*Goal of the exercise*. Convert the records below into a two-column CSV with the headers "text" and "answer", one row per record. Put each record's wording and its answer in their own quoted fields, with line breaks replaced by spaces, and leave out the pictures.

*Items*.
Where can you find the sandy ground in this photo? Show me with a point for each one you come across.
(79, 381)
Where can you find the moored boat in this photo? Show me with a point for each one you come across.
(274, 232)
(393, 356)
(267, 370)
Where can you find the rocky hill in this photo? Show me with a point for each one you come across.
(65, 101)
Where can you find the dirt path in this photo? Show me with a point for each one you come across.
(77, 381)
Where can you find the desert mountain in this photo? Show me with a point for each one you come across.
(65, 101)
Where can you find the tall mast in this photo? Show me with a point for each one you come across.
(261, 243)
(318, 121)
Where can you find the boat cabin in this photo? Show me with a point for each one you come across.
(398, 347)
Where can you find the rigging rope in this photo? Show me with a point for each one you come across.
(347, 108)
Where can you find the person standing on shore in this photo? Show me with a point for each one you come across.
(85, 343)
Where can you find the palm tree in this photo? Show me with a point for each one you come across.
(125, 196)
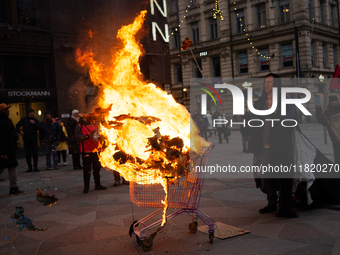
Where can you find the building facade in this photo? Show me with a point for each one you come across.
(293, 38)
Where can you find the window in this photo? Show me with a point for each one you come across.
(287, 55)
(2, 11)
(197, 73)
(24, 72)
(27, 15)
(178, 73)
(195, 35)
(173, 6)
(322, 12)
(240, 25)
(261, 15)
(213, 28)
(310, 9)
(243, 63)
(312, 53)
(175, 33)
(216, 66)
(264, 60)
(324, 55)
(335, 59)
(284, 11)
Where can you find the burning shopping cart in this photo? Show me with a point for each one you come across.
(183, 195)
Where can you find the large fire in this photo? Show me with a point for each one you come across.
(147, 132)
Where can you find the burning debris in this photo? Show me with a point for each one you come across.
(45, 198)
(22, 221)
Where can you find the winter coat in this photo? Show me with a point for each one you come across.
(30, 130)
(62, 145)
(50, 134)
(7, 143)
(73, 143)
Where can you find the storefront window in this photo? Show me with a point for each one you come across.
(2, 11)
(24, 72)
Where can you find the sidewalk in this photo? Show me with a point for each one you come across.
(98, 222)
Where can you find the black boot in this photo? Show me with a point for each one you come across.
(98, 186)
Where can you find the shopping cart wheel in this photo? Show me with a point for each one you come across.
(211, 237)
(193, 227)
(147, 244)
(138, 240)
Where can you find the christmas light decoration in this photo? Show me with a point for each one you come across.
(217, 11)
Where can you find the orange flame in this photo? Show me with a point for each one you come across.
(124, 87)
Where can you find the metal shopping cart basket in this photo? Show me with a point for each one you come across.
(184, 196)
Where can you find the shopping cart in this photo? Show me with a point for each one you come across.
(183, 195)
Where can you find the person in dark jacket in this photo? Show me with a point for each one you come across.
(245, 132)
(88, 137)
(7, 150)
(50, 136)
(72, 122)
(272, 145)
(30, 126)
(332, 109)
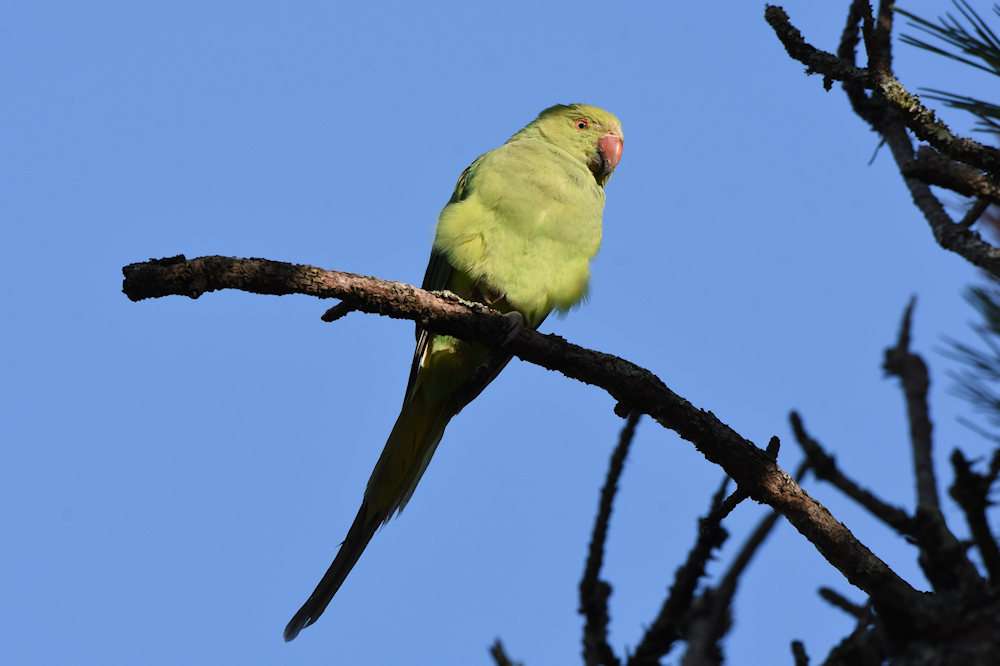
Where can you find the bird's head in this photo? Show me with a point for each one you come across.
(588, 132)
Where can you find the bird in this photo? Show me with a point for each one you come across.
(517, 235)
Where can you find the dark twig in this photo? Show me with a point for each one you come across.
(942, 557)
(825, 468)
(837, 600)
(659, 637)
(499, 655)
(711, 613)
(865, 646)
(933, 168)
(886, 114)
(336, 312)
(912, 372)
(745, 463)
(921, 120)
(594, 592)
(971, 490)
(975, 211)
(799, 654)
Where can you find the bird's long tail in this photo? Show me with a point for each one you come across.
(407, 452)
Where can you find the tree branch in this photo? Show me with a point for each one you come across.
(825, 468)
(751, 468)
(934, 168)
(886, 112)
(878, 77)
(971, 491)
(594, 592)
(942, 557)
(659, 637)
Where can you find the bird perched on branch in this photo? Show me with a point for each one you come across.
(518, 235)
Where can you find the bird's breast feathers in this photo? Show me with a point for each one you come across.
(528, 222)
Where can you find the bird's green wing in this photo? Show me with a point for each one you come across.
(439, 274)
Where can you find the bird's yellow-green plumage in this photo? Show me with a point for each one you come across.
(518, 235)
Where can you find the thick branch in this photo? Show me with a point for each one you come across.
(942, 557)
(748, 465)
(825, 468)
(923, 121)
(887, 112)
(711, 613)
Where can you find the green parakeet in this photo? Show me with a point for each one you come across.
(518, 234)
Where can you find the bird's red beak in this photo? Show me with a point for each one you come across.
(610, 146)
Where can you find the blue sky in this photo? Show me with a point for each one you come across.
(178, 474)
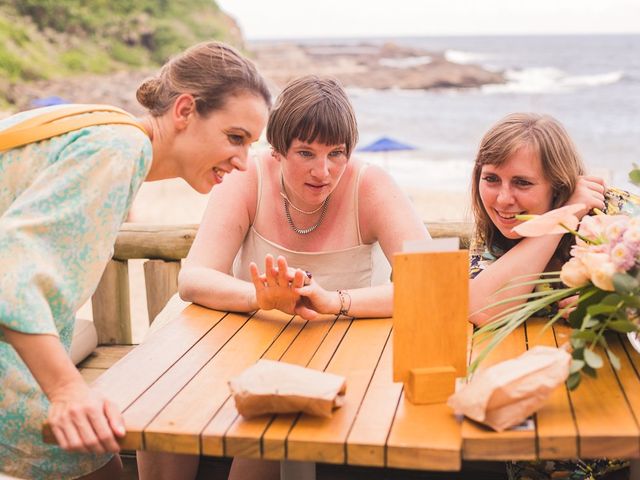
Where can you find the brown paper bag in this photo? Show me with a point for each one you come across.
(278, 387)
(506, 393)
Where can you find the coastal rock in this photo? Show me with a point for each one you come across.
(370, 66)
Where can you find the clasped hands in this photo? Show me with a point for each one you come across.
(291, 290)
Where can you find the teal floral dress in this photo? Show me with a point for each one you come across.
(616, 201)
(62, 202)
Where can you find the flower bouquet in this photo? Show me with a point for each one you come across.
(602, 279)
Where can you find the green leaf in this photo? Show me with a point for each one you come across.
(573, 381)
(598, 309)
(634, 176)
(623, 326)
(587, 335)
(576, 366)
(615, 361)
(625, 284)
(578, 346)
(592, 359)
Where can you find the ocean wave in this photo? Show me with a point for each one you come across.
(406, 62)
(464, 58)
(549, 80)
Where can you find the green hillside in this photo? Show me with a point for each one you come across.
(48, 39)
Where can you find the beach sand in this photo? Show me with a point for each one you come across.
(174, 202)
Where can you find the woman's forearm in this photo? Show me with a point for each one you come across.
(214, 289)
(529, 257)
(46, 358)
(370, 302)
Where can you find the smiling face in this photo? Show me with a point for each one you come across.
(311, 171)
(211, 146)
(517, 187)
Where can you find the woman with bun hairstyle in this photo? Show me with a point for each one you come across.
(62, 201)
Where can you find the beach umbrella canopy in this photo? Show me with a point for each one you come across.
(386, 144)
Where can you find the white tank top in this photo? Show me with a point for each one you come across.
(363, 265)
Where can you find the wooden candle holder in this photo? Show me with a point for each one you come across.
(430, 323)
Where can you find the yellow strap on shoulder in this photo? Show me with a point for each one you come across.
(63, 120)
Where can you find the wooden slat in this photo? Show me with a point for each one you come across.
(172, 242)
(243, 437)
(274, 438)
(178, 426)
(628, 375)
(166, 242)
(238, 436)
(111, 307)
(323, 439)
(557, 434)
(424, 437)
(137, 371)
(604, 419)
(161, 281)
(482, 443)
(106, 356)
(367, 440)
(156, 397)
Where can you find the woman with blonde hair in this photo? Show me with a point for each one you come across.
(62, 201)
(527, 164)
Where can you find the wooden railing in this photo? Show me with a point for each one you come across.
(163, 246)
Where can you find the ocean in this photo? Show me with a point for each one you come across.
(590, 83)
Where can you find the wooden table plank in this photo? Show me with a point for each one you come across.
(482, 443)
(152, 401)
(604, 419)
(426, 437)
(274, 438)
(557, 434)
(323, 439)
(368, 437)
(149, 360)
(178, 426)
(243, 437)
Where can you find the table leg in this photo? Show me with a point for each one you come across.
(290, 470)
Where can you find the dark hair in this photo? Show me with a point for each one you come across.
(561, 165)
(312, 108)
(210, 71)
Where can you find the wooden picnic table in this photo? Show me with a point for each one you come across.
(173, 391)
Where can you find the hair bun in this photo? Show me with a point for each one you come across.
(147, 93)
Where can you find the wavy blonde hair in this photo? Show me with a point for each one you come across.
(560, 160)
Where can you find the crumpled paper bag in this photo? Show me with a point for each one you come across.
(278, 387)
(505, 394)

*Written solution*.
text,answer
"Where can you find the sandy ground in this photo? Show me with a point for each one you come across.","(79, 381)"
"Where can you find the moored boat in this photo? Show me with a point for each one you come across.","(274, 232) (393, 356) (267, 370)"
"Where can you find the rocky hill in this photo? Show me with a point for each one you come across.","(65, 101)"
"Where can you find the dirt path in this photo? Show me with a point for each one you come across.","(77, 381)"
"Where can you find the desert mountain in this photo? Show me with a point for each one you come across.","(65, 101)"
"Where can you find the tall mast in this photo? Show me with a point for each one you come across.","(261, 243) (318, 121)"
"Where can you find the boat cabin in this photo? Show me with a point for each one you come across.","(398, 347)"
"Where can you find the rigging rope in this photo? Show me with a point for each one you come across.","(347, 108)"
"Where can you find the person standing on shore in this photo? Show me with a point for each one you come across.","(85, 343)"
"Where can you find the palm tree in this photo? Show me with a point for each one you come across.","(125, 196)"
"Where can you find the building facade in this photo? Show me with a point for each one you come across.","(293, 38)"
"Where can you find the window in this photo? Show me with a point for each one you come across.","(287, 55) (2, 11) (197, 73) (24, 72) (27, 15) (178, 73) (195, 35) (173, 6) (322, 12) (240, 25) (261, 15) (213, 28) (310, 9) (243, 63) (312, 53) (175, 33) (216, 66) (264, 60) (324, 55) (335, 59) (284, 11)"
"Where can you find the burning shopping cart in this photo? Show me with a point for each one you come across.","(183, 195)"
"Where can you find the large fire in this photo? Show me with a point for each one you come across.","(147, 132)"
"Where can you find the burning debris in this photo? Show me with a point for each one you come across.","(45, 198) (22, 221)"
"Where can you find the winter coat in this photo? Show me with a point for each one you come across.","(30, 130) (62, 145) (50, 134) (7, 143) (73, 143)"
"Where can you find the storefront window in this photo? Show me with a point for each one you come across.","(2, 11) (24, 72)"
"Where can you find the sidewalk in this photo? Show me with a point for each one you come across.","(98, 222)"
"Where can you find the black boot in this photo? Show me with a point for each one you come across.","(98, 186)"
"Where can you find the shopping cart wheel in this photo? Show me with a point for each one you come across.","(211, 237) (193, 227) (147, 244) (138, 240)"
"Where can you find the christmas light decoration in this photo? Show me with a point for each one you come across.","(217, 11)"
"Where can you find the orange flame in this photo? Show me with a point for each one you come across.","(124, 87)"
"Where can you find the metal shopping cart basket in this photo? Show me with a point for each one you come across.","(184, 196)"
"Where can you find the shopping cart in this photo? Show me with a point for each one you come across.","(183, 195)"
"Where can you find the person in dark jacket in this photo? Show me with a point for each one you come across.","(245, 132) (88, 137) (7, 150) (50, 136) (72, 122) (272, 145) (30, 126) (332, 109)"
"Where can you find the bird's head in this photo? Show me with a point for each one you come across.","(588, 132)"
"Where can you find the bird in this photo? Show me with a point for each one you come across.","(517, 235)"
"Where can you find the dark twig in this photo? Show me with a point for each one you come across.","(942, 557) (825, 468) (837, 600) (659, 637) (499, 655) (711, 613) (865, 646) (933, 168) (886, 114) (336, 312) (912, 372) (745, 463) (921, 120) (594, 592) (971, 490) (975, 211) (799, 654)"
"Where can you find the bird's long tail in this photo? Show me with a point for each one you come across.","(407, 452)"
"Where can you find the tree branch in this photo? Show me with a point for each one you come across.","(825, 468) (751, 468) (934, 168) (886, 112) (878, 77) (971, 491) (594, 592) (942, 557) (659, 637)"
"Where can you find the bird perched on branch in this photo? Show me with a point for each one you come across.","(518, 235)"
"Where can you find the bird's breast feathers in this photo? Show me with a point for each one you come across.","(528, 222)"
"Where can you find the bird's green wing in this photo? Show me with a point for each one you come across.","(439, 274)"
"Where can you find the bird's yellow-green plumage in this photo? Show me with a point for each one you come across.","(518, 235)"
"Where can you find the thick branch in this photo? Show me with a point for each one you come across.","(942, 557) (748, 465) (825, 468) (923, 121) (887, 112) (711, 613)"
"Where can you find the green parakeet in this photo? Show me with a point for each one you come across.","(518, 234)"
"Where can you find the bird's red beak in this photo? Show me with a point for each one you come across.","(610, 146)"
"Where can you find the blue sky in this photo? Show me with a point for each one you come across.","(178, 474)"
"Where can you find the brown paper bag in this photo? Show me with a point for each one you come across.","(278, 387) (506, 393)"
"Where can you find the coastal rock in this photo? Show me with a point for each one you come across.","(370, 66)"
"Where can you find the clasped hands in this photo? Show me with a point for each one you come across.","(291, 290)"
"Where can you find the teal floral dress in this photo? Show me with a point for each one you come across.","(616, 201) (62, 202)"
"Where can you find the flower bouquet in this photo? Show me with a point for each one you come across.","(602, 279)"
"Where can you find the green leaf in this photo? Show me with a point for each one you come across.","(573, 381) (598, 309) (634, 176) (623, 326) (587, 335) (576, 366) (615, 361) (625, 284) (578, 346) (592, 359)"
"Where can you find the ocean wave in this photo? Show me with a point for each one you come across.","(406, 62) (464, 58) (549, 80)"
"Where can you find the green hillside in this photo? Show me with a point for each one you come across.","(48, 39)"
"Where can you find the beach sand in this photo? Show me with a point for each one you come across.","(174, 202)"
"Where can you find the woman's forearm in this photo? Show me with a point for each one you come across.","(214, 289) (529, 257) (46, 358) (370, 302)"
"Where can you find the smiling face in this photo? Show me with a point for each one you come across.","(311, 171) (211, 146) (517, 187)"
"Where can you find the woman with bun hairstyle in this photo? Show me with a point for each one you come across.","(62, 201)"
"Where can you find the beach umbrella canopy in this photo? Show me with a point for each one you come across.","(386, 144)"
"Where can you find the white tank top in this photo? Show me with a point for each one you come across.","(363, 265)"
"Where can you find the wooden candle holder in this photo? Show me with a point for each one you come across.","(430, 323)"
"Where can you find the yellow strap on shoulder in this photo? Show me with a point for each one you come across.","(63, 120)"
"Where can you find the wooden slat in this photo? Show me with a point for each one you come across.","(172, 242) (243, 437) (274, 438) (178, 426) (628, 375) (166, 242) (238, 436) (111, 307) (323, 439) (557, 434) (424, 437) (137, 371) (604, 419) (161, 281) (482, 443) (106, 356) (367, 440) (156, 397)"
"Where can you find the woman with blonde hair in this photo? Show me with a point for each one you come across.","(62, 201) (527, 164)"
"Where can you find the wooden railing in this photo? Show me with a point for each one you come across.","(163, 246)"
"Where can you find the ocean in this photo? Show me with a point for each one you come across.","(590, 83)"
"Where can you find the wooden table plank in this photo? Show me with a point for each one you come across.","(482, 443) (152, 401) (604, 419) (426, 437) (274, 438) (557, 434) (323, 439) (368, 437) (149, 360) (178, 426) (243, 437)"
"Where can you find the table leg in this photo? Show me with a point for each one you come across.","(290, 470)"
"Where can you find the dark hair in this photo? Show me with a point for each one you come across.","(561, 165) (312, 108) (210, 71)"
"Where can you find the wooden picnic table in this photo? Show me with a point for each one you come across.","(173, 391)"
"Where can you find the hair bun in this photo? Show me with a point for each one you come across.","(147, 93)"
"Where can you find the wavy blonde hair in this photo? Show me with a point for each one you come across.","(560, 160)"
"Where can you find the crumpled paper bag in this photo? Show me with a point for each one you come across.","(278, 387) (505, 394)"